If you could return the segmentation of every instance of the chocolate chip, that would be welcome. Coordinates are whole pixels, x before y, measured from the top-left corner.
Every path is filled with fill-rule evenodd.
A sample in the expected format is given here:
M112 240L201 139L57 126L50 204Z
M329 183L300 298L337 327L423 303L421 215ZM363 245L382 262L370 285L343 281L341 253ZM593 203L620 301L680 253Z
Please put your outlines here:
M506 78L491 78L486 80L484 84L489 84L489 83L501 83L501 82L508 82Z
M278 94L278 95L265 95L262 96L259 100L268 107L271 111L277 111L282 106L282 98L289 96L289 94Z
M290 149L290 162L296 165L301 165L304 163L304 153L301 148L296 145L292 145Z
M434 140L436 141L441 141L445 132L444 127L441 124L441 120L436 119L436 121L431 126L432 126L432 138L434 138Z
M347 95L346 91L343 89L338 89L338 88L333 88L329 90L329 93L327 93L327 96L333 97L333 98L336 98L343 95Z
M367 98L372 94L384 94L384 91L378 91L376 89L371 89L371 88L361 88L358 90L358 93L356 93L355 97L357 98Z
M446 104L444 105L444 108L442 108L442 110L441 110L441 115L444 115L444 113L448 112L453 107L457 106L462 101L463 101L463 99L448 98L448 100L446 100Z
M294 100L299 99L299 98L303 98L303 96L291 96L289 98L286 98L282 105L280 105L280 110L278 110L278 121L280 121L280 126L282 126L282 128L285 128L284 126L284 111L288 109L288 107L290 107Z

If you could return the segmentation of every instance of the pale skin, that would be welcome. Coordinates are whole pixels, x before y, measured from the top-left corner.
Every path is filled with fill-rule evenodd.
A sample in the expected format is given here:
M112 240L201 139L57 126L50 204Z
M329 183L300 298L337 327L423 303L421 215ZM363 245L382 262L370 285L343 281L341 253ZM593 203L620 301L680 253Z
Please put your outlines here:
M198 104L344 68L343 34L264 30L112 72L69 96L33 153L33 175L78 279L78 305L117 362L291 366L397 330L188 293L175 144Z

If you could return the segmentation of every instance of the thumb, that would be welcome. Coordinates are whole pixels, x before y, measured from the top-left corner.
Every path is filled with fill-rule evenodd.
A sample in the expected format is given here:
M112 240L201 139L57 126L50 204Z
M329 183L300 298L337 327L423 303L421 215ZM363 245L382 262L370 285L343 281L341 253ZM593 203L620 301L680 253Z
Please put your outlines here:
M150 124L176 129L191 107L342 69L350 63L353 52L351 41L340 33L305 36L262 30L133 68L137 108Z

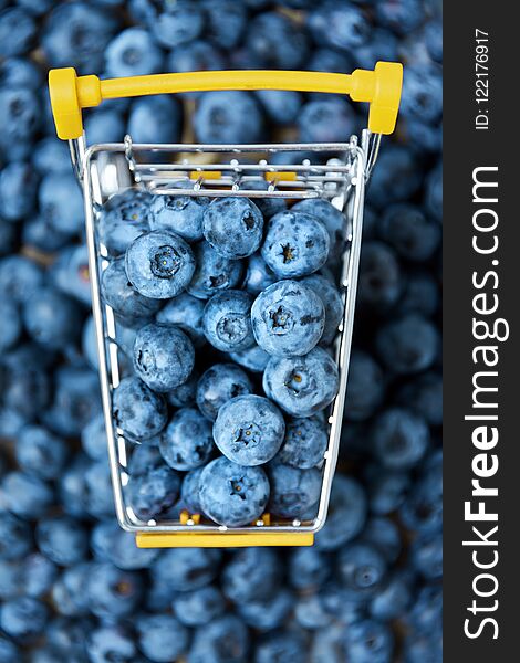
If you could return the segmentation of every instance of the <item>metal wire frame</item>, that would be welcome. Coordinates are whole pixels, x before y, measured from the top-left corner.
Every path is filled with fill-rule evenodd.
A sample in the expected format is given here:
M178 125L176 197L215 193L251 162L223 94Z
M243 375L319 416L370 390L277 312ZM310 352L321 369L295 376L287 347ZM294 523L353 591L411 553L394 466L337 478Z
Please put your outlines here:
M377 139L376 139L377 140ZM378 140L377 140L378 141ZM332 487L332 480L334 475L335 465L337 462L340 435L342 428L343 408L346 393L349 361L352 344L353 322L354 322L354 305L356 296L357 285L357 273L360 264L361 253L361 238L362 238L362 224L363 224L363 208L364 208L364 196L365 196L365 181L370 172L367 167L373 167L375 162L373 155L373 141L368 131L364 131L362 135L362 144L358 146L356 137L353 137L349 144L322 144L322 145L308 145L308 144L294 144L294 145L232 145L232 146L200 146L200 145L132 145L126 140L125 144L106 144L96 145L86 149L84 136L77 140L70 141L71 156L73 168L79 177L79 180L83 187L84 196L84 208L85 208L85 228L86 228L86 242L89 250L89 264L91 274L91 290L92 290L92 307L93 316L96 330L97 351L100 357L100 381L101 392L103 401L103 411L105 418L105 425L107 432L108 443L108 457L112 474L112 484L114 491L114 502L117 520L123 529L134 533L185 533L187 528L190 532L215 532L225 533L229 529L230 533L258 533L259 528L266 532L308 532L316 533L325 523L326 512L329 508L330 493ZM131 148L131 151L128 151ZM129 170L135 179L139 181L139 177L136 176L138 165L135 161L135 152L164 152L169 151L174 154L186 154L186 152L257 152L262 151L267 154L274 154L278 151L324 151L324 152L339 152L343 155L343 159L335 160L333 165L318 167L306 166L305 169L309 172L318 168L320 173L332 171L331 181L326 180L326 176L321 181L321 189L316 188L295 188L294 182L287 182L287 187L283 190L274 188L270 192L278 193L279 197L297 199L297 198L316 198L320 194L326 196L333 189L335 196L332 198L332 203L345 213L345 252L342 260L342 273L341 273L341 285L343 288L344 297L344 313L343 319L339 327L339 338L336 339L335 356L340 372L340 388L337 396L335 397L331 413L329 417L330 435L329 445L324 454L323 462L323 480L322 490L320 495L320 502L318 507L318 514L313 520L300 522L294 519L292 522L279 522L271 525L264 525L262 520L259 520L256 525L247 527L228 528L226 526L207 525L207 524L195 524L189 520L187 525L180 524L176 520L160 522L149 520L147 523L138 520L135 515L132 514L129 507L125 504L124 488L128 483L128 474L126 472L127 454L126 454L126 442L122 431L114 430L114 420L112 414L112 391L117 387L118 383L118 365L117 365L117 340L115 332L115 319L112 309L102 302L100 291L100 277L103 269L106 266L106 251L103 251L103 246L98 245L96 232L95 232L95 220L101 199L98 198L98 182L94 180L98 173L95 169L95 159L100 154L112 152L112 154L125 154L126 159L133 160L134 166L128 164ZM375 155L376 156L376 155ZM149 167L150 165L148 165ZM152 165L154 168L164 169L164 164ZM185 171L197 171L207 170L207 165L200 166L190 165L189 162L183 164ZM225 167L235 168L240 171L239 164L233 165L220 165L221 169ZM260 168L261 171L267 172L282 172L287 170L302 171L302 165L268 165L264 168ZM210 169L210 168L209 168ZM217 169L217 168L215 168ZM254 166L258 171L258 165ZM145 170L144 168L142 170ZM170 166L167 167L170 172L177 172L177 168ZM249 168L245 170L249 171ZM253 170L251 168L251 170ZM343 188L339 186L343 178ZM175 178L174 178L175 179ZM189 180L189 177L187 178ZM177 189L168 187L162 189L171 194L206 194L215 196L214 190L207 190L201 186L199 180L193 182L191 189ZM292 185L290 189L289 186ZM332 185L327 189L327 185ZM97 186L97 194L95 193ZM157 186L154 185L154 180L143 181L141 179L141 186L147 186L149 190L159 192ZM279 182L277 182L277 187ZM160 188L160 187L159 187ZM258 190L247 190L251 197L258 197L259 193L266 193ZM327 193L325 193L327 191ZM236 190L231 191L227 188L226 193L237 194ZM97 200L96 200L97 198ZM110 368L110 370L108 370Z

• TASK OBJECTIVE: Copy all of the records above word for word, leaving out the pictures.

• RESPONSE BELOW:
If you could return the segmentation of every instance of the chocolate chip, that would be welcome. Coordinates are whole pixels, x before y, measured from the top-left corner.
Every path is filled with fill-rule evenodd.
A sample in the expected format is given here:
M112 240L201 139L57 126L50 204Z
M329 183L300 298L337 327L423 303L421 215ZM363 245L382 262L370 285L343 281L341 253ZM593 203L620 301L680 253Z
Please put your outlines here:
M506 78L491 78L486 80L484 84L489 84L489 83L501 83L501 82L508 82Z
M278 94L278 95L265 95L262 96L259 100L268 107L271 111L277 111L282 106L282 98L289 96L289 94Z
M290 149L290 162L296 165L301 165L304 163L304 153L301 148L296 145L292 145Z
M434 140L436 141L441 141L445 132L444 127L441 124L441 120L436 119L436 121L431 126L432 126L432 138L434 138Z
M347 95L346 91L343 89L338 89L338 88L333 88L329 90L329 93L327 93L327 96L333 97L333 98L336 98L343 95Z
M367 98L372 94L384 94L384 91L378 91L376 89L371 89L371 88L361 88L358 90L358 93L356 93L355 97L357 98Z
M446 104L444 105L444 108L442 108L442 110L441 110L441 115L444 115L444 113L448 112L453 107L457 106L462 101L463 101L463 99L448 98L448 100L446 100Z
M294 100L299 99L299 98L303 98L303 96L291 96L289 98L286 98L282 105L280 105L280 110L278 110L278 121L280 121L280 126L282 126L282 128L285 128L284 126L284 111L288 109L288 107L290 107Z

If you could return the segmentation of every instance of the pale skin, that would be welcome. Coordinates are whole pixels, x before y, measured from the top-left corner.
Every path is filled with fill-rule evenodd.
A sample in the expected format is given here:
M112 240L201 139L57 126L50 204Z
M329 183L300 298L337 327L423 303L421 215ZM363 245L382 262L370 285L343 281L341 253ZM593 203L620 301L680 253Z
Please put your outlines here:
M198 104L344 68L343 34L264 30L112 72L69 96L33 153L33 175L78 279L78 305L117 362L291 366L397 330L188 293L175 144Z

If you could return the segmentation of every instance of the thumb, that would be welcome. Coordinates are whole pixels, x before y, measured from the top-left corner.
Every path is filled with fill-rule evenodd.
A sample in the expected format is given here:
M112 240L201 139L57 126L50 204Z
M329 183L300 298L337 327L423 303L421 215ZM363 245L382 262L370 285L343 281L341 253ZM593 203L620 301L680 253Z
Please put your outlines here:
M150 124L176 129L191 107L342 69L350 63L353 52L351 41L340 33L305 36L262 30L133 68L137 108Z

If you could return the segmentation of every instance of the <item>metal wire frame</item>, that would be welcome. Coordinates are whole pixels, x before y, measured from the top-left corner.
Every path is filled with fill-rule evenodd.
A sample in the expected format is given here:
M178 125L176 197L215 193L251 162L223 94Z
M243 375L319 416L370 390L277 312ZM310 352L321 369L295 376L287 347ZM294 523L353 591L411 553L394 466L337 478Z
Please put your outlines here:
M377 139L376 139L377 140ZM378 140L377 140L378 141ZM332 487L332 480L334 475L335 465L337 462L340 435L342 428L343 408L346 393L349 361L352 344L353 322L354 322L354 305L356 296L357 285L357 273L360 264L361 253L361 238L362 238L362 224L363 224L363 208L364 208L364 196L365 196L365 181L370 172L367 167L373 167L375 162L373 155L373 141L368 131L364 131L362 135L362 144L358 146L356 137L353 137L349 144L322 144L322 145L308 145L308 144L294 144L294 145L232 145L232 146L200 146L200 145L132 145L126 140L125 144L106 144L96 145L86 149L84 136L77 140L70 141L71 156L73 168L79 177L79 180L83 187L84 196L84 208L85 208L85 228L86 228L86 242L89 250L89 264L91 274L91 290L92 290L92 307L93 316L96 330L97 351L100 357L100 381L101 392L103 401L103 411L105 418L105 425L107 432L108 443L108 457L112 474L112 484L114 491L114 502L117 520L123 529L134 533L185 533L187 528L190 532L215 532L225 533L229 529L230 533L258 533L259 528L266 532L308 532L316 533L325 523L326 512L329 508L330 493ZM131 148L131 151L128 151ZM129 170L135 179L139 181L139 177L136 176L138 165L135 161L135 152L164 152L169 151L174 154L186 154L186 152L257 152L262 151L267 154L274 154L278 151L324 151L324 152L339 152L343 155L343 159L335 160L333 165L318 167L306 166L305 169L309 172L318 168L320 173L332 171L331 181L326 180L326 176L321 181L321 189L316 188L295 188L294 182L287 182L287 187L283 190L274 188L270 192L278 193L279 197L297 199L297 198L316 198L320 194L326 196L333 189L335 196L332 198L332 203L345 213L345 252L342 260L342 273L341 273L341 285L343 288L344 297L344 313L343 319L339 327L339 338L336 339L335 356L340 372L340 388L337 396L335 397L331 413L329 417L330 435L329 445L324 454L323 462L323 480L322 490L320 495L320 502L318 507L318 514L313 520L300 522L294 519L292 522L279 522L271 525L264 525L262 520L259 520L256 525L247 527L228 528L226 526L207 525L207 524L195 524L189 520L187 525L180 524L176 520L160 522L149 520L147 523L138 520L135 515L132 514L129 507L125 504L124 488L128 483L128 474L126 472L127 454L126 454L126 442L122 431L114 430L114 420L112 414L112 391L117 387L118 383L118 365L117 365L117 340L115 332L115 319L112 309L102 302L100 291L100 277L103 269L106 266L106 251L103 251L103 246L98 245L96 232L95 232L95 220L101 199L98 198L98 182L94 180L98 173L95 169L95 159L100 154L112 152L112 154L125 154L126 159L133 160L134 166L128 164ZM375 155L376 156L376 155ZM149 167L150 165L148 165ZM152 165L154 168L164 169L164 164ZM185 171L197 171L207 170L207 165L200 166L190 165L189 162L183 164ZM225 167L235 168L240 171L239 164L233 165L220 165L221 169ZM260 168L261 171L267 172L282 172L287 170L302 171L302 165L268 165L264 168ZM210 169L210 168L209 168ZM217 169L217 168L215 168ZM254 166L258 171L258 165ZM145 170L144 168L142 170ZM170 166L167 167L170 172L177 172L177 168ZM249 168L245 170L249 171ZM253 170L251 168L251 170ZM343 188L339 186L343 178ZM175 178L174 178L175 179ZM189 180L189 177L187 178ZM177 189L168 187L162 189L171 194L206 194L215 196L214 190L207 190L201 186L199 180L193 182L191 189ZM292 185L290 189L289 186ZM332 185L327 189L327 185ZM97 186L97 194L95 193ZM157 186L154 185L154 180L143 181L141 179L141 186L147 186L149 190L159 192ZM279 182L277 182L277 187ZM160 188L160 187L159 187ZM258 190L247 190L251 197L258 197L259 193L266 193ZM327 193L325 193L327 191ZM236 190L231 191L227 188L226 193L237 194ZM97 200L96 200L97 198ZM110 368L110 370L108 370Z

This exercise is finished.